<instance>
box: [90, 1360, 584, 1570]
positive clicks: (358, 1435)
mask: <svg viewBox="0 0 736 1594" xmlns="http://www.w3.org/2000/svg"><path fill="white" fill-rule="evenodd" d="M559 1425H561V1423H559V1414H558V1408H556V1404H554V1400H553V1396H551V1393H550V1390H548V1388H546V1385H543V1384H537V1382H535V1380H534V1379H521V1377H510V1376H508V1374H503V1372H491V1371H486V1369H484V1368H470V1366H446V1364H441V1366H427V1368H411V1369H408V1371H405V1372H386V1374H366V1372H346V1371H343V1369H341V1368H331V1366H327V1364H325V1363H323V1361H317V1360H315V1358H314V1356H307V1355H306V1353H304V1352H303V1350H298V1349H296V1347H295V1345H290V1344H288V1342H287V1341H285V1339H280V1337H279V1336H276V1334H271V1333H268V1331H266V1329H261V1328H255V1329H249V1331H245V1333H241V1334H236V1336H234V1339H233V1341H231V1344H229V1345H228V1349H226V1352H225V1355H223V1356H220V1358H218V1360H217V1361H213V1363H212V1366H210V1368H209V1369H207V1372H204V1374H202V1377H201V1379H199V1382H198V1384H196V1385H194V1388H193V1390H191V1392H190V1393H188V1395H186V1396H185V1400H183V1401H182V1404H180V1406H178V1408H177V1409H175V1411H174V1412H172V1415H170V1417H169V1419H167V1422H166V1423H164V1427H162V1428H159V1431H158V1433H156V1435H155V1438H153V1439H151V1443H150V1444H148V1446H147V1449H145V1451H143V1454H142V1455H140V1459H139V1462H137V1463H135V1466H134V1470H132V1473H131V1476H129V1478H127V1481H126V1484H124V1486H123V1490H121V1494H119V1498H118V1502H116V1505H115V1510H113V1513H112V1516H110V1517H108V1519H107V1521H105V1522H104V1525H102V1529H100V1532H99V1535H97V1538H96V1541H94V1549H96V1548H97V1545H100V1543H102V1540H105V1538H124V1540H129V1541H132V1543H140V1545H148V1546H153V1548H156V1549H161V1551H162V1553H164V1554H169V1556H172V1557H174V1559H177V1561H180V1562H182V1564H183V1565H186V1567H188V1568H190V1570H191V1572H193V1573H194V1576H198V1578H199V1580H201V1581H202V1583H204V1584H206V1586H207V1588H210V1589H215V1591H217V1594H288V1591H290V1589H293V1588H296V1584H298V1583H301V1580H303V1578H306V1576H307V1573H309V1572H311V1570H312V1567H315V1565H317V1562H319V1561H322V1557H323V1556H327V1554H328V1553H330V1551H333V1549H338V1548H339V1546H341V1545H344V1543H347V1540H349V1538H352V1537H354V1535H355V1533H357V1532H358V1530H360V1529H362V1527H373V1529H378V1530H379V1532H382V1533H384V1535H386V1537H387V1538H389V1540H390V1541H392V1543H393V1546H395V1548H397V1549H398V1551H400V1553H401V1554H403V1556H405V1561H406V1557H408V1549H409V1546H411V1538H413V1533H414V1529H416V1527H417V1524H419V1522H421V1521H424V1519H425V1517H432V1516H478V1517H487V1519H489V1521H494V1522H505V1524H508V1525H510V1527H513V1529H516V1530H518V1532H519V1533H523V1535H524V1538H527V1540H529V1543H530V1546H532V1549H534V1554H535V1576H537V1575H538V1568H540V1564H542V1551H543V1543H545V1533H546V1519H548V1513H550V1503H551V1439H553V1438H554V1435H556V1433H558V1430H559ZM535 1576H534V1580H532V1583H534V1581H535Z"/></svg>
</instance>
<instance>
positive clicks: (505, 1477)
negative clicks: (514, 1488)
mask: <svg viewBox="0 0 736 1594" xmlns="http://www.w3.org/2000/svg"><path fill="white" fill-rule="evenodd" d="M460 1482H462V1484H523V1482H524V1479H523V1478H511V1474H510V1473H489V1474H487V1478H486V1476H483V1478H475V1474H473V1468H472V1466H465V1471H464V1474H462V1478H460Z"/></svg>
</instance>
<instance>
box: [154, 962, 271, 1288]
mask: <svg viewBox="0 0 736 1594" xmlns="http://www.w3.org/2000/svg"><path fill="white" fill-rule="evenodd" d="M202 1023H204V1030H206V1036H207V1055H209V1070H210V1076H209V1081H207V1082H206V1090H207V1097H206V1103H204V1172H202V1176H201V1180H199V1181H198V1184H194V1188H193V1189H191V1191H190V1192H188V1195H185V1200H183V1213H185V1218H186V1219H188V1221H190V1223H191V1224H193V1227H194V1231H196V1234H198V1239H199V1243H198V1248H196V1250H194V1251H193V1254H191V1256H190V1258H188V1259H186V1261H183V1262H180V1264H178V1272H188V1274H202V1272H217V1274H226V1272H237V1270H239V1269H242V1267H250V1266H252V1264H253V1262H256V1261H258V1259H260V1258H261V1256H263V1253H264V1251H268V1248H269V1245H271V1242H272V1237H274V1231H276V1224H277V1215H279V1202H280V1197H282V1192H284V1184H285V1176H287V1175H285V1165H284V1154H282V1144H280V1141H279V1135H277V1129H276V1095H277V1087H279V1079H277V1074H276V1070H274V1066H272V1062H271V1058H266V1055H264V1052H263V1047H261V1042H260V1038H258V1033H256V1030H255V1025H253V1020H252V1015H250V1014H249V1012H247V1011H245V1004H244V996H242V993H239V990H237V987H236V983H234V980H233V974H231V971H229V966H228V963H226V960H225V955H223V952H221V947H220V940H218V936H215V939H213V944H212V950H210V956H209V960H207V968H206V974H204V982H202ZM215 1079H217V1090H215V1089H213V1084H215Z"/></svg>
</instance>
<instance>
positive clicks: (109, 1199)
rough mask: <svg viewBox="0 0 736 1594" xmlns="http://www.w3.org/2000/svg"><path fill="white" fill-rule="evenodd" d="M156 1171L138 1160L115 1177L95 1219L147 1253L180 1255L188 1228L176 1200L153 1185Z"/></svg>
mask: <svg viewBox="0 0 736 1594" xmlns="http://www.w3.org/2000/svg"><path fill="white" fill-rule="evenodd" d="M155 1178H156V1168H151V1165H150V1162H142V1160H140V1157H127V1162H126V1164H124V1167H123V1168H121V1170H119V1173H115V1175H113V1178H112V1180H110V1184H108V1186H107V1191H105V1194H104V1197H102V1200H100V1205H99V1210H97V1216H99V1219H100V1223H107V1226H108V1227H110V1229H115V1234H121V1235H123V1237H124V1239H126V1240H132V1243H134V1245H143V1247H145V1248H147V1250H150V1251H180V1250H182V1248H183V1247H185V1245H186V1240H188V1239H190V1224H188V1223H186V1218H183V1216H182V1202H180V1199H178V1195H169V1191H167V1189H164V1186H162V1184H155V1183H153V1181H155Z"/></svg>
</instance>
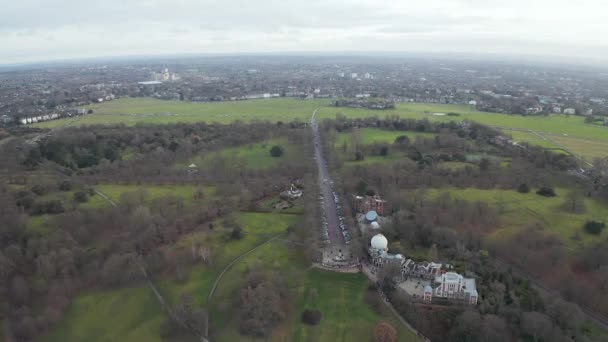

+ + + + + + +

[Your goal] Would it be possible to print the records above verbatim, pictures omitted?

[Exercise result]
<instance>
box: [90, 1360, 584, 1570]
positive clicks: (358, 1435)
mask: <svg viewBox="0 0 736 1594" xmlns="http://www.w3.org/2000/svg"><path fill="white" fill-rule="evenodd" d="M559 1425H561V1423H559V1414H558V1408H556V1404H554V1400H553V1396H551V1393H550V1390H548V1388H546V1385H543V1384H537V1382H535V1380H534V1379H521V1377H510V1376H508V1374H503V1372H491V1371H486V1369H484V1368H470V1366H446V1364H441V1366H427V1368H411V1369H408V1371H405V1372H386V1374H366V1372H346V1371H343V1369H341V1368H331V1366H327V1364H325V1363H323V1361H317V1360H315V1358H314V1356H307V1355H306V1353H304V1352H303V1350H298V1349H296V1347H295V1345H290V1344H288V1342H287V1341H285V1339H280V1337H279V1336H276V1334H271V1333H268V1331H266V1329H261V1328H255V1329H249V1331H245V1333H241V1334H236V1336H234V1339H233V1341H231V1344H229V1345H228V1349H226V1352H225V1355H223V1356H220V1358H218V1360H217V1361H213V1363H212V1366H210V1368H209V1369H207V1372H204V1374H202V1377H201V1379H199V1382H198V1384H196V1385H194V1388H193V1390H191V1392H190V1393H188V1395H186V1396H185V1400H183V1401H182V1404H180V1406H178V1408H177V1409H175V1411H174V1412H172V1415H170V1417H169V1419H167V1422H166V1423H164V1427H162V1428H159V1431H158V1433H156V1435H155V1438H153V1439H151V1443H150V1444H148V1446H147V1449H145V1451H143V1454H142V1455H140V1459H139V1462H137V1463H135V1466H134V1470H132V1473H131V1476H129V1478H127V1481H126V1484H124V1486H123V1490H121V1494H119V1498H118V1502H116V1505H115V1510H113V1513H112V1516H110V1517H108V1519H107V1521H105V1522H104V1525H102V1529H100V1532H99V1535H97V1538H96V1541H94V1549H96V1548H97V1545H100V1543H102V1540H105V1538H124V1540H129V1541H132V1543H140V1545H148V1546H153V1548H156V1549H161V1551H162V1553H164V1554H169V1556H172V1557H174V1559H177V1561H180V1562H182V1564H183V1565H186V1567H188V1568H190V1570H191V1572H193V1573H194V1576H198V1578H199V1580H201V1581H202V1583H204V1584H206V1586H207V1588H210V1589H215V1591H217V1594H288V1591H290V1589H293V1588H296V1584H298V1583H301V1580H303V1578H306V1576H307V1573H309V1572H311V1570H312V1567H315V1565H317V1562H319V1561H322V1557H323V1556H327V1554H328V1553H330V1551H333V1549H338V1548H339V1546H341V1545H344V1543H347V1540H349V1538H352V1537H354V1535H355V1533H357V1532H358V1530H360V1529H362V1527H373V1529H378V1530H379V1532H382V1533H384V1535H386V1537H387V1538H389V1540H390V1541H392V1543H393V1546H395V1548H397V1549H398V1551H400V1553H401V1554H403V1556H405V1561H406V1557H408V1549H409V1546H411V1538H413V1533H414V1529H416V1527H417V1524H419V1522H421V1521H424V1519H425V1517H432V1516H478V1517H487V1519H489V1521H494V1522H505V1524H508V1525H510V1527H513V1529H516V1530H518V1532H519V1533H523V1535H524V1538H527V1540H529V1543H530V1546H532V1549H534V1554H535V1576H537V1575H538V1568H540V1564H542V1551H543V1543H545V1533H546V1519H548V1513H550V1503H551V1439H553V1438H554V1435H556V1433H558V1430H559ZM535 1576H534V1580H532V1583H534V1581H535Z"/></svg>
</instance>
<instance>
positive clicks: (505, 1477)
negative clicks: (514, 1488)
mask: <svg viewBox="0 0 736 1594" xmlns="http://www.w3.org/2000/svg"><path fill="white" fill-rule="evenodd" d="M460 1482H462V1484H523V1482H524V1479H523V1478H511V1474H510V1473H489V1474H487V1478H486V1476H483V1478H475V1474H473V1468H472V1466H465V1471H464V1474H462V1478H460Z"/></svg>
</instance>
<instance>
box: [154, 962, 271, 1288]
mask: <svg viewBox="0 0 736 1594" xmlns="http://www.w3.org/2000/svg"><path fill="white" fill-rule="evenodd" d="M202 1023H204V1030H206V1036H207V1055H209V1070H210V1076H209V1081H207V1082H206V1090H207V1097H206V1103H204V1172H202V1176H201V1180H199V1181H198V1184H194V1188H193V1189H191V1191H190V1192H188V1195H185V1200H183V1213H185V1218H186V1219H188V1221H190V1223H191V1224H193V1227H194V1231H196V1234H198V1239H199V1243H198V1248H196V1250H194V1251H193V1254H191V1256H190V1258H188V1259H186V1261H183V1262H180V1264H178V1272H188V1274H202V1272H217V1274H226V1272H237V1270H239V1269H242V1267H250V1266H252V1264H253V1262H256V1261H258V1259H260V1258H261V1256H263V1253H264V1251H268V1248H269V1245H271V1242H272V1237H274V1231H276V1224H277V1215H279V1202H280V1197H282V1192H284V1184H285V1176H287V1175H285V1165H284V1154H282V1144H280V1141H279V1135H277V1129H276V1095H277V1087H279V1079H277V1074H276V1070H274V1066H272V1062H271V1058H266V1055H264V1052H263V1047H261V1042H260V1038H258V1033H256V1030H255V1025H253V1020H252V1015H250V1014H249V1012H247V1011H245V1004H244V996H242V993H239V990H237V987H236V983H234V980H233V974H231V971H229V966H228V963H226V960H225V955H223V952H221V947H220V940H218V936H215V939H213V944H212V950H210V956H209V960H207V968H206V974H204V982H202ZM215 1079H217V1090H215V1089H213V1084H215Z"/></svg>
</instance>
<instance>
positive clicks: (109, 1199)
rough mask: <svg viewBox="0 0 736 1594" xmlns="http://www.w3.org/2000/svg"><path fill="white" fill-rule="evenodd" d="M156 1171L138 1160L115 1177L95 1219L147 1253L180 1255L188 1228L176 1200L153 1185Z"/></svg>
mask: <svg viewBox="0 0 736 1594" xmlns="http://www.w3.org/2000/svg"><path fill="white" fill-rule="evenodd" d="M155 1178H156V1168H151V1165H150V1162H142V1160H140V1157H127V1162H126V1164H124V1167H123V1168H121V1170H119V1173H115V1175H113V1178H112V1180H110V1184H108V1186H107V1191H105V1194H104V1197H102V1200H100V1205H99V1210H97V1216H99V1219H100V1223H107V1226H108V1227H110V1229H115V1234H121V1235H123V1237H124V1239H126V1240H132V1243H134V1245H143V1247H145V1248H147V1250H150V1251H180V1250H182V1248H183V1247H185V1245H186V1240H188V1239H190V1224H188V1223H186V1218H183V1216H182V1202H180V1199H178V1195H169V1191H167V1189H164V1186H162V1184H155V1183H153V1181H155Z"/></svg>
</instance>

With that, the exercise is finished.